• _The data_
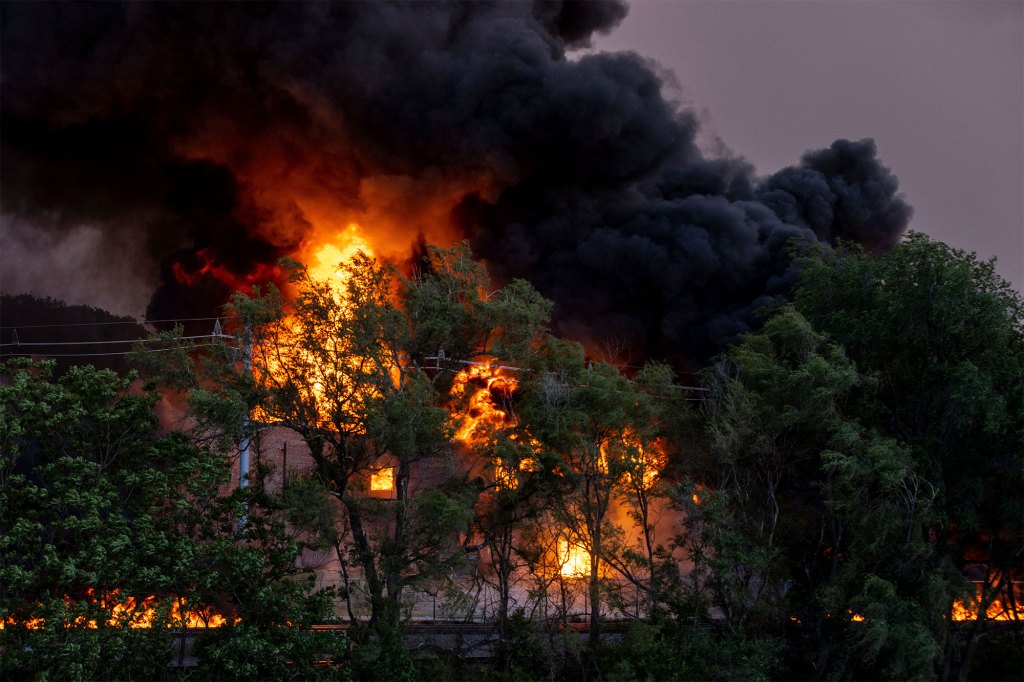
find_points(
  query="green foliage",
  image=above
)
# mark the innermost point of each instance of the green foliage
(942, 337)
(815, 516)
(99, 511)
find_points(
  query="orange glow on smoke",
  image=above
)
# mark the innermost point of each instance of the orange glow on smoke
(261, 272)
(325, 258)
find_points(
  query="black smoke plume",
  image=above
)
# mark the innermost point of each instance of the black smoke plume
(208, 134)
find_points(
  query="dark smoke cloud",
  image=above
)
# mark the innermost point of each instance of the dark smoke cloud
(206, 131)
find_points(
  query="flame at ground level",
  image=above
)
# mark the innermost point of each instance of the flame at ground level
(133, 612)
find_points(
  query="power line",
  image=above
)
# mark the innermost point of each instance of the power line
(127, 352)
(100, 343)
(125, 322)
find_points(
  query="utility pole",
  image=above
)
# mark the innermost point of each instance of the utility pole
(247, 359)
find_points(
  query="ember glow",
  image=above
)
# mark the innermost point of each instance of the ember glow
(998, 609)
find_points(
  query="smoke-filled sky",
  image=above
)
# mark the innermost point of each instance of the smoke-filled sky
(938, 84)
(157, 156)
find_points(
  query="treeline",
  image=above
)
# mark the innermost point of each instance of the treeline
(848, 469)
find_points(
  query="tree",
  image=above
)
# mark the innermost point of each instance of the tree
(360, 369)
(943, 336)
(814, 516)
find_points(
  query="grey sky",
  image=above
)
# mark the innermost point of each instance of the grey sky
(939, 86)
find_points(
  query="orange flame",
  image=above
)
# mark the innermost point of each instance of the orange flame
(572, 559)
(133, 612)
(489, 390)
(382, 480)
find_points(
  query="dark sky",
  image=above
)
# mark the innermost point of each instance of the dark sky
(139, 159)
(938, 85)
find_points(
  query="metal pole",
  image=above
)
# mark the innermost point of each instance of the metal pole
(247, 359)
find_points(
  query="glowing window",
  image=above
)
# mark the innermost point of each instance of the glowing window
(573, 559)
(382, 479)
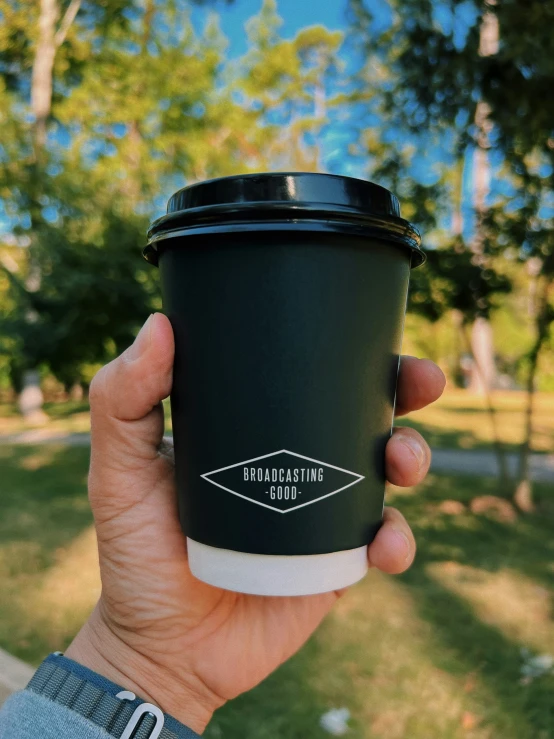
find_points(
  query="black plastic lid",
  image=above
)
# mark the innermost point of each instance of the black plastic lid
(283, 201)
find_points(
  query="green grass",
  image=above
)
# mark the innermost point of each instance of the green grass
(460, 420)
(457, 420)
(433, 654)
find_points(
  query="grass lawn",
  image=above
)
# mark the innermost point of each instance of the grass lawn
(457, 420)
(433, 654)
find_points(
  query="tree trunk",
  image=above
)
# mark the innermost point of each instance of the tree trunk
(49, 39)
(483, 375)
(523, 495)
(30, 399)
(43, 66)
(482, 349)
(503, 472)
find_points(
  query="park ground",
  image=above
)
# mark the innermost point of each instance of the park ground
(433, 654)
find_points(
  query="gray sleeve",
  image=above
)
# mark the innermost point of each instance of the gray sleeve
(26, 715)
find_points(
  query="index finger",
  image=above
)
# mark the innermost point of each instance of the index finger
(420, 382)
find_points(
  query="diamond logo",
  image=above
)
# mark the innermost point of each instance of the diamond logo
(282, 481)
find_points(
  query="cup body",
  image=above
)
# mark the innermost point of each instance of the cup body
(286, 357)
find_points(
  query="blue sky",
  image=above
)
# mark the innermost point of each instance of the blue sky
(295, 14)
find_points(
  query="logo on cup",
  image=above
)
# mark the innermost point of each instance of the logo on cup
(282, 481)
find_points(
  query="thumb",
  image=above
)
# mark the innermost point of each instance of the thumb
(126, 415)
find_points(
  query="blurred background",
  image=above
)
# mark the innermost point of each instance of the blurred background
(105, 109)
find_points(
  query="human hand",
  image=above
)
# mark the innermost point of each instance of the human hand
(175, 641)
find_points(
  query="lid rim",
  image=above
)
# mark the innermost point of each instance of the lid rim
(396, 237)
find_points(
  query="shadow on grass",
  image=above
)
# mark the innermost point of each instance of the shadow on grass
(463, 642)
(284, 705)
(43, 497)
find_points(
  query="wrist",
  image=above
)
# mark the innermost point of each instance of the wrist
(99, 648)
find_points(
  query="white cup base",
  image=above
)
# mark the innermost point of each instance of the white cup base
(276, 574)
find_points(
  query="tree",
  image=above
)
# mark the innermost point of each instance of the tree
(294, 84)
(135, 107)
(443, 83)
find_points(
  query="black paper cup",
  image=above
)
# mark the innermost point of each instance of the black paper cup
(287, 295)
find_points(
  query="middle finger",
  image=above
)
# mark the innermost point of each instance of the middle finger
(407, 457)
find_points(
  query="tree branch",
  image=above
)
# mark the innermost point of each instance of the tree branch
(67, 20)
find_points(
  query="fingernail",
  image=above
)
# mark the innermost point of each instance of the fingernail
(416, 447)
(142, 340)
(405, 542)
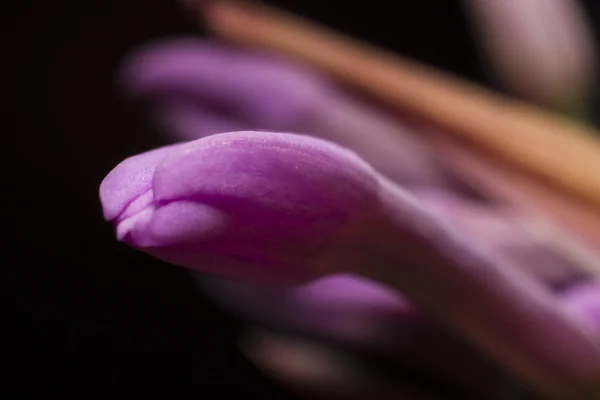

• _Exercise details_
Identify every line above that contains the word "fingernail" and copy each one.

• _The completed task_
  query="fingernail",
# mark the innermost point of each instance of the fingernail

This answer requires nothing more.